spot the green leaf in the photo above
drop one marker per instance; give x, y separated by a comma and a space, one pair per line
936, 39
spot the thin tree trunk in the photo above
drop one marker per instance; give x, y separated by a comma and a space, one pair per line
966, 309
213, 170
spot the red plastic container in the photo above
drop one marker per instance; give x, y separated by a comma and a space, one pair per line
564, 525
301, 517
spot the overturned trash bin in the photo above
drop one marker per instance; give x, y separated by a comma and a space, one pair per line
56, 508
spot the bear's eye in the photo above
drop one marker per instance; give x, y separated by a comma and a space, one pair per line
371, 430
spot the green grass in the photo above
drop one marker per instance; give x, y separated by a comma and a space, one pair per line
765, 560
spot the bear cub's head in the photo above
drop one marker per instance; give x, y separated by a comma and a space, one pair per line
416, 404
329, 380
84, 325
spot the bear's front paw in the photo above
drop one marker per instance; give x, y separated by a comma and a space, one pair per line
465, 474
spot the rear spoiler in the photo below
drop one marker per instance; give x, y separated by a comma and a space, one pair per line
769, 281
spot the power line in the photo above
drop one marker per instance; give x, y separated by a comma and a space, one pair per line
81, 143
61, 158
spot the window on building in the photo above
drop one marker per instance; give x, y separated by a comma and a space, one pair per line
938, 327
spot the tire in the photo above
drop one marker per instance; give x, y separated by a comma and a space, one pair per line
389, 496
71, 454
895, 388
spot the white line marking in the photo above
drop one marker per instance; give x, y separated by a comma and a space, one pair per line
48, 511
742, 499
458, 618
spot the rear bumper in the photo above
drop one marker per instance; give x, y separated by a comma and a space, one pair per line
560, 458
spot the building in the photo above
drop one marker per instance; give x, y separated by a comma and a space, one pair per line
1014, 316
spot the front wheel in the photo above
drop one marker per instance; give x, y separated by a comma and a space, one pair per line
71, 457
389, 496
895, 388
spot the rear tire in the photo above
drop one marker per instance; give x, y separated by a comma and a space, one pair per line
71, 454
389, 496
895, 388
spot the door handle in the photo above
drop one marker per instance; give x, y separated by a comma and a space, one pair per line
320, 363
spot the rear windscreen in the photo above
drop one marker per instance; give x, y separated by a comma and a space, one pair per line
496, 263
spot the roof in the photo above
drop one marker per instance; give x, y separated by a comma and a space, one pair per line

Direction
Nothing but the lines from the one with "spot the building in the photo above" through the last line should be repeated, each exactly as it stands.

Complete answer
spot the building in the photo above
drop one marker per instance; give x, y separated by a comma and a space, one pair per line
1014, 316
spot the front wheel in the photo above
drop one marker per instance; give x, y separated by a comma and a space, one pair per line
71, 457
389, 496
895, 388
spot the rear tire in the photo above
drop one marker per instance; give x, y separated by a comma and a space, one pair per line
71, 454
389, 496
895, 388
spot the door handle in the photo above
drop one marker per instance; give x, y separated by a comma and a space, one pair per line
320, 363
spot the rear windscreen in the photo above
drop one marker per instance; give x, y separated by a comma and a space, one pair per line
496, 263
spot the roof in the photo above
drop one marker per instance; give x, y separated by a comma and a space, one pair per line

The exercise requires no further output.